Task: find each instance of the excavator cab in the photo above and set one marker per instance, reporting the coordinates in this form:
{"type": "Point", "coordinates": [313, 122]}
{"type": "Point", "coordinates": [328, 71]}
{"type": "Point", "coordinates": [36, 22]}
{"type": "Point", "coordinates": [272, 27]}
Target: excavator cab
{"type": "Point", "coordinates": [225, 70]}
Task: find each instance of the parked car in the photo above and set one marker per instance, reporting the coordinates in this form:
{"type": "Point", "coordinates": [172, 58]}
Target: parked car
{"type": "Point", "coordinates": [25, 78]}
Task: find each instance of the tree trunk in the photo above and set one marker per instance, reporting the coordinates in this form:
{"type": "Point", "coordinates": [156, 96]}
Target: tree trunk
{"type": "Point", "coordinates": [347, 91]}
=====
**Direction**. Reproduce all of the records above, substituting "pin" for each occurrence of "marker" and leaving everything else unchanged.

**Solution to the problem**.
Task: find each instance of the excavator cab in the photo above and set one pin per instance, reporting the coordinates in this form:
{"type": "Point", "coordinates": [313, 122]}
{"type": "Point", "coordinates": [328, 71]}
{"type": "Point", "coordinates": [36, 22]}
{"type": "Point", "coordinates": [272, 27]}
Target: excavator cab
{"type": "Point", "coordinates": [225, 70]}
Task: find each instance of the parked car in the photo above and set one pin per instance, reporting the coordinates in this form:
{"type": "Point", "coordinates": [172, 58]}
Target: parked car
{"type": "Point", "coordinates": [25, 78]}
Task: find each instance of the tree trunk in the photo above and set one pin per instance, reporting the coordinates in this form:
{"type": "Point", "coordinates": [156, 96]}
Target: tree trunk
{"type": "Point", "coordinates": [347, 91]}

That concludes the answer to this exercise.